Go through the listing and transcribe each line exactly.

_Given records_:
┄┄┄┄┄┄┄┄┄┄
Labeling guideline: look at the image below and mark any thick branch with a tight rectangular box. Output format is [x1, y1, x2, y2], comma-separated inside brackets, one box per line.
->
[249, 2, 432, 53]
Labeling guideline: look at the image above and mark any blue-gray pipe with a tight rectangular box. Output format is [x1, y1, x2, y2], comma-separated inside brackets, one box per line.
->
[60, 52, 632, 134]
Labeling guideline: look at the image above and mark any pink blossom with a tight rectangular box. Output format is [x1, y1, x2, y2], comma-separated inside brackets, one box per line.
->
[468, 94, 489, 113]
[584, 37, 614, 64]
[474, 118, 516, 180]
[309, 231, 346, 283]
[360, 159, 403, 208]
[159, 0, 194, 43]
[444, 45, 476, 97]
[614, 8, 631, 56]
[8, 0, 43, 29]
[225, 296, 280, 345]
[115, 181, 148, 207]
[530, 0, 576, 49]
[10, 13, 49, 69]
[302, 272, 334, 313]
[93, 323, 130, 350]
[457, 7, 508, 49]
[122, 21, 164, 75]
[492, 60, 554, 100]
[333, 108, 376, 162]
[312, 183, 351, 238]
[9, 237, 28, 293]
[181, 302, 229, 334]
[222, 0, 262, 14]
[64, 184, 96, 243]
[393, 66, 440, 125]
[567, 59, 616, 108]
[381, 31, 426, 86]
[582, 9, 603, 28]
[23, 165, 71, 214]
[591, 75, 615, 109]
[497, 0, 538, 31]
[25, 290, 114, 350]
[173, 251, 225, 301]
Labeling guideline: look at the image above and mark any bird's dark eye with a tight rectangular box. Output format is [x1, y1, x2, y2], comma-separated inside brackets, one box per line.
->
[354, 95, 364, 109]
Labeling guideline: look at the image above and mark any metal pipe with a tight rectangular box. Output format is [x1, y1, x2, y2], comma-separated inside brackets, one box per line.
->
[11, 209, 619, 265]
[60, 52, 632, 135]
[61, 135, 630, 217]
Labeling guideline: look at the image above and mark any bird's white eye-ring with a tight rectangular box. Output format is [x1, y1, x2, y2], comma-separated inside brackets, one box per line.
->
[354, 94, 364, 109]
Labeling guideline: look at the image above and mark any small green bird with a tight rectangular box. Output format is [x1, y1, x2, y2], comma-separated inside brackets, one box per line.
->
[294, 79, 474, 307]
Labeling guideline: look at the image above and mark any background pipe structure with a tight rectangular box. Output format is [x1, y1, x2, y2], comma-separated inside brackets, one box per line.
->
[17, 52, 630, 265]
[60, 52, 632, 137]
┄┄┄┄┄┄┄┄┄┄
_Answer for the task_:
Labeling guideline: look at the image below and mark any thick branch with a tight rectangular box. Output format is [x1, y1, x2, y2], comma-separated inside brackets, one box per line.
->
[249, 2, 432, 53]
Labeling guideline: look at the image above and mark any blue-gray pipe with a tight rectangular box. Output format is [x1, y1, x2, y2], comma-separated inside brackets, one box per line.
->
[60, 52, 632, 134]
Labeling guideline: look at the image above and mark any pink blossom with a tight rectangular box. Output format is [x1, y1, x2, y2], comma-separated inside brackets, one box per line.
->
[468, 94, 489, 113]
[584, 37, 614, 64]
[474, 118, 516, 180]
[309, 231, 346, 283]
[360, 159, 403, 208]
[159, 0, 194, 43]
[444, 45, 476, 97]
[614, 8, 631, 56]
[8, 0, 43, 29]
[225, 296, 280, 345]
[115, 181, 148, 207]
[530, 0, 576, 49]
[10, 13, 49, 69]
[302, 272, 334, 313]
[93, 323, 130, 350]
[457, 7, 508, 49]
[122, 21, 164, 75]
[492, 60, 554, 100]
[333, 108, 376, 162]
[312, 183, 351, 238]
[9, 237, 28, 293]
[181, 302, 229, 334]
[222, 0, 262, 14]
[64, 184, 96, 243]
[393, 66, 440, 125]
[567, 59, 616, 108]
[381, 31, 426, 86]
[582, 9, 603, 28]
[23, 165, 71, 214]
[591, 75, 615, 109]
[497, 0, 538, 31]
[25, 290, 114, 350]
[173, 251, 225, 301]
Labeling guideline: look at the image above and mark any bird's dark eye with a tight rectangular box. Output format is [x1, y1, x2, y2], comma-separated inside brackets, one box per line.
->
[354, 95, 364, 109]
Labeling guideline: look at the image above and mark any metal pipe with a tight rectangular box. Output format is [x1, y1, x2, y2], comma-separated inside brackets, one box per line.
->
[11, 209, 619, 265]
[60, 52, 632, 135]
[61, 135, 630, 217]
Labeling guideline: look at the image above and mark any bird's white eye-ring with a tight rectangular box. Output format is [x1, y1, x2, y2], comma-separated inside brackets, one box per line.
->
[354, 94, 364, 109]
Labeling guideline: look at the image above and mark any small green bird with a tight rectangular box. Output format is [x1, y1, x2, y2], comma-separated inside brackets, one box per line.
->
[294, 79, 474, 307]
Labeling guideline: look at the image above and mark any background pipe structure with a tight rectangular box. Output format is [x1, y1, x2, y2], comma-separated inside brackets, one box per line.
->
[17, 52, 630, 265]
[60, 52, 632, 137]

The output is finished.